Gather every line of the records below that contains the word "finger", with case counting, and copy each one unchanged.

= = = =

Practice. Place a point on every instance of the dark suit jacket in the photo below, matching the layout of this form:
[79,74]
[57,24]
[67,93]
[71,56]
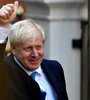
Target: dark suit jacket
[16,84]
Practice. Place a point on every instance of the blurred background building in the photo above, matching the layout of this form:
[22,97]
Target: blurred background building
[66,26]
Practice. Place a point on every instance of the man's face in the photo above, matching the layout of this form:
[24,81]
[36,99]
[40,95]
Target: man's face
[30,54]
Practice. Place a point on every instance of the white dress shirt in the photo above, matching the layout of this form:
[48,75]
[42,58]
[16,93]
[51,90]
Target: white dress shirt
[40,77]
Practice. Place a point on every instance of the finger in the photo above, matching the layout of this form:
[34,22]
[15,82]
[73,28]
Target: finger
[6,13]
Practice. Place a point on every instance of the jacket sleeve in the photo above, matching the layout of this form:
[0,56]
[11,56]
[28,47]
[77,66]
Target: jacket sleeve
[2,51]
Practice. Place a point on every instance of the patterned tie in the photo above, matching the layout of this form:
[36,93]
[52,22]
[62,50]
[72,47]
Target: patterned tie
[43,93]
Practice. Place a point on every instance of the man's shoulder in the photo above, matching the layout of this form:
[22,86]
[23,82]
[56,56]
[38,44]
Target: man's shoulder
[51,61]
[53,64]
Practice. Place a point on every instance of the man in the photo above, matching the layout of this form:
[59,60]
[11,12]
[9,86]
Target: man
[27,43]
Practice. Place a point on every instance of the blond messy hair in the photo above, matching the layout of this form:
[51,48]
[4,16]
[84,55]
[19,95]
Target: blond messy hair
[24,30]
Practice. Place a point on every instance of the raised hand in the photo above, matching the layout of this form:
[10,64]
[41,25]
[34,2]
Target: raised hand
[8,13]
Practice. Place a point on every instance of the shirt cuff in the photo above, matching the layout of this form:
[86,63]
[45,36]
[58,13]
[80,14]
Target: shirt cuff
[4,32]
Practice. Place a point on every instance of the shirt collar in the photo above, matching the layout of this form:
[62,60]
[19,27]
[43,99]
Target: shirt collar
[39,70]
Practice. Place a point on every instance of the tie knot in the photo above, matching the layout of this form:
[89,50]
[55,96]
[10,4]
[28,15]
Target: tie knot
[33,75]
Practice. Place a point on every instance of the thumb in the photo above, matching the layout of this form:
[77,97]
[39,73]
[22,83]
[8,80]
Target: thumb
[15,5]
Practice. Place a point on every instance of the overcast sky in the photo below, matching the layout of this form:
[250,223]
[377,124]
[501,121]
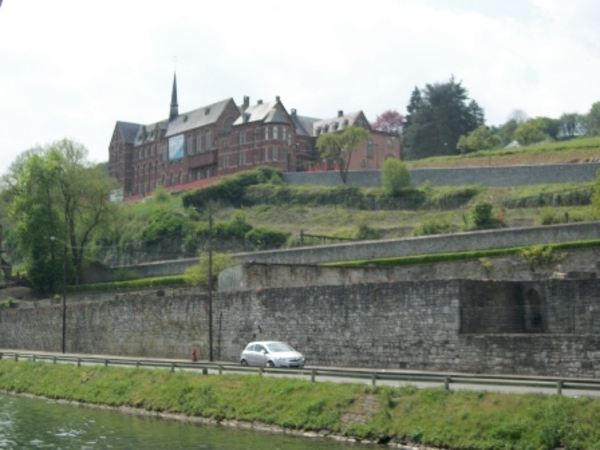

= = = =

Answer below:
Practice. Place a point on every instance of the finger in the photo above, matching the layout of this form:
Target: finger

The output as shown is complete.